**Text**
* * * * * * * * *

That is not to say that these regressions are useless. Even if the argument is a bit circular, the fact that the magnitudes of $\alpha$ and $\beta$ turn out as predicted is still impressive. But it seems more predictive than causal

## Solow Rate of Convergence

Now we move on to estimating the rate of convergence in a Solow model.

If we start out with our base cobb douglas equation for output per worker, try to solve for the relative growth rate of y, on the way applying some taylor approxiamtions and stuff we know from differential equations, we get a linear equation that we can estimate to give us an idea of the rate of convergence:

\begin{align}
\ln(y(t)) - \ln(y(0)) = (1 - e^{-\lambda t})\left(\frac{\alpha}{1 - \alpha - \beta}\right)\ln(s_k) + (1 - e^{-\lambda t})\left(\frac{\beta}{1 - \alpha - \beta}\right)\ln(s_h) - (1 - e^{-\lambda t})\left(\frac{\alpha + \beta}{1 - \alpha + \beta}\right)\ln(n + g+ \delta) - (1 - e^{-\lambda t})\ln(y(0))

* * * * * * * * *

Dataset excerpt
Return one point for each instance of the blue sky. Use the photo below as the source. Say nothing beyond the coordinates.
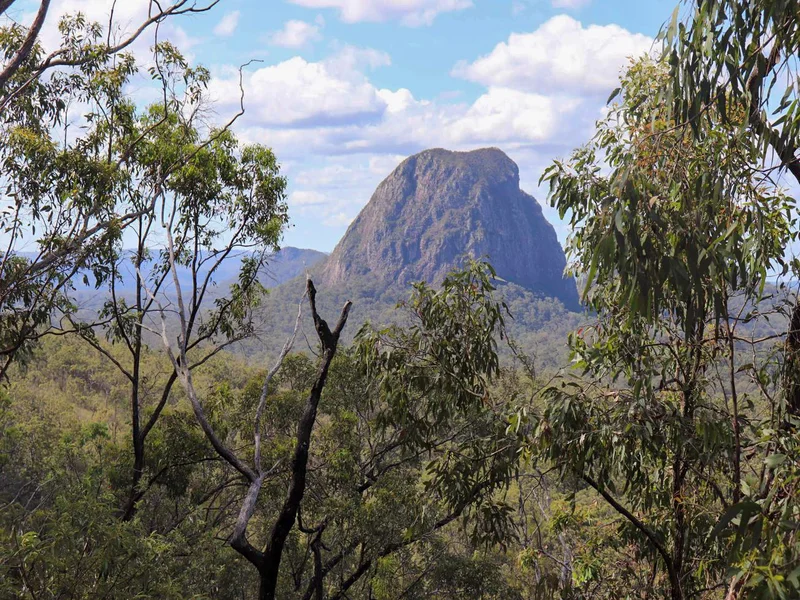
(347, 88)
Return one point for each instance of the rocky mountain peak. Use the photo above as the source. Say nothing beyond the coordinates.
(439, 206)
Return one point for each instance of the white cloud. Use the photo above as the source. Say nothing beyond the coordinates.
(228, 24)
(409, 12)
(561, 55)
(507, 115)
(295, 34)
(306, 198)
(297, 93)
(570, 4)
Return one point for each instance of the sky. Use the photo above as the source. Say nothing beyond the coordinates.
(344, 90)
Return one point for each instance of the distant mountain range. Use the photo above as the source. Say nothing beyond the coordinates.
(436, 208)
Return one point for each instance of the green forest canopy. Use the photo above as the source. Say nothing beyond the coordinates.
(139, 458)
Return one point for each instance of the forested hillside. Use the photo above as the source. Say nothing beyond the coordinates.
(404, 419)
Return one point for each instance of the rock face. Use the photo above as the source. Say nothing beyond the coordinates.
(439, 206)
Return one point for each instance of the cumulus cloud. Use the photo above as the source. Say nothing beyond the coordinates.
(297, 93)
(295, 34)
(561, 55)
(340, 134)
(413, 13)
(228, 24)
(570, 4)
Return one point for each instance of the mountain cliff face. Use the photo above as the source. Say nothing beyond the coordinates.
(439, 206)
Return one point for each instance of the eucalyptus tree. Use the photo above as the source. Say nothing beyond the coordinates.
(61, 215)
(672, 230)
(726, 54)
(374, 454)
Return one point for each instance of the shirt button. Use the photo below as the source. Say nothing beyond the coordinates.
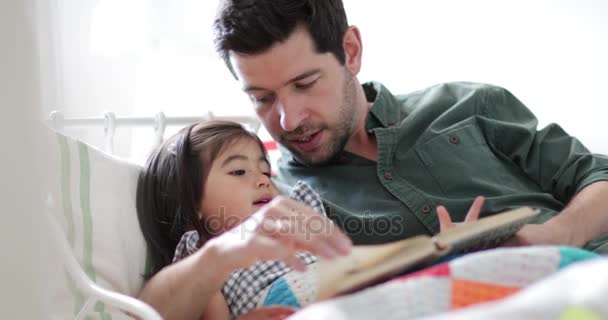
(426, 208)
(454, 139)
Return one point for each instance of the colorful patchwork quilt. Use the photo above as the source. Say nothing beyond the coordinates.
(465, 281)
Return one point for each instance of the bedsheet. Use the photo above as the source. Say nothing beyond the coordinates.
(471, 280)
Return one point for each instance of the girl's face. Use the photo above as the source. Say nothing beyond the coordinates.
(238, 184)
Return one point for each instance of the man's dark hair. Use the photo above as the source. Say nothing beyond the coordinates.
(253, 26)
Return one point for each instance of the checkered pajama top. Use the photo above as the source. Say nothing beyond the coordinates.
(245, 288)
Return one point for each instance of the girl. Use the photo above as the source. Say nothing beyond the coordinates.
(205, 201)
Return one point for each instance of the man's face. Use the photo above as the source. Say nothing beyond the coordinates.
(306, 100)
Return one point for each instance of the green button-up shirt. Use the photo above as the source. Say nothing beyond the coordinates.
(446, 145)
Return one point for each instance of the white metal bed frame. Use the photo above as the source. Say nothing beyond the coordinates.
(159, 122)
(110, 122)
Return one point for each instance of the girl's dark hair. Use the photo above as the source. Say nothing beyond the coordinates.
(171, 185)
(253, 26)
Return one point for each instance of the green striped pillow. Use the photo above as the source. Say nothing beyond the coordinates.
(92, 196)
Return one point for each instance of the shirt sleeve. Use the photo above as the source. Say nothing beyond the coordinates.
(558, 162)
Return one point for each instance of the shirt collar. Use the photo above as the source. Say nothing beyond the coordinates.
(385, 109)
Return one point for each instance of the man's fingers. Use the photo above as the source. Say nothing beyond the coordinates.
(445, 222)
(475, 209)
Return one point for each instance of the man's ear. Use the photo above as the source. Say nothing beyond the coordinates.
(353, 49)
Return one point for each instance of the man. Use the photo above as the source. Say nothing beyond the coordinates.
(384, 163)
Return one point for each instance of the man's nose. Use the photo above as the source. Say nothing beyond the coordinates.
(291, 113)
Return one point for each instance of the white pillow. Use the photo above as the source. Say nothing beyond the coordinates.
(92, 196)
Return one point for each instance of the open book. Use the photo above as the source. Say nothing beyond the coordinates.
(369, 263)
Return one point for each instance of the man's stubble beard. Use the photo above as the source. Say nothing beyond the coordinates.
(339, 134)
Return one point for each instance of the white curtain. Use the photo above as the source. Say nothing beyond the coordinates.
(139, 57)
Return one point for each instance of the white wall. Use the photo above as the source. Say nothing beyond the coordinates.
(144, 56)
(549, 53)
(23, 239)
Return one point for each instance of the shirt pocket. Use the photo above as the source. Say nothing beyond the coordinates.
(462, 164)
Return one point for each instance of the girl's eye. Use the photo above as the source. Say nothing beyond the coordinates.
(237, 172)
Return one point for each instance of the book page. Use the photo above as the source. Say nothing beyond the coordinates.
(367, 263)
(487, 232)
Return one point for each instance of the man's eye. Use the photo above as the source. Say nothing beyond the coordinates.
(304, 86)
(237, 172)
(260, 101)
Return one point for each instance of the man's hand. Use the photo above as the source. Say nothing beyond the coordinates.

* * * * * * * * *

**What to work on**
1 – Can you reproduce word for word the part of the Solow convergence text starting with "That is not" and going on through "a Solow model."?
2 – Which Greek letters appear as symbols in the Solow convergence text?

**Answers to the tasks**
1 –
That is not to say that these regressions are useless. Even if the argument is a bit circular, the fact that the magnitudes of $\alpha$ and $\beta$ turn out as predicted is still impressive. But it seems more predictive than causal

## Solow Rate of Convergence

Now we move on to estimating the rate of convergence in a Solow model.

2 – α, β, λ, δ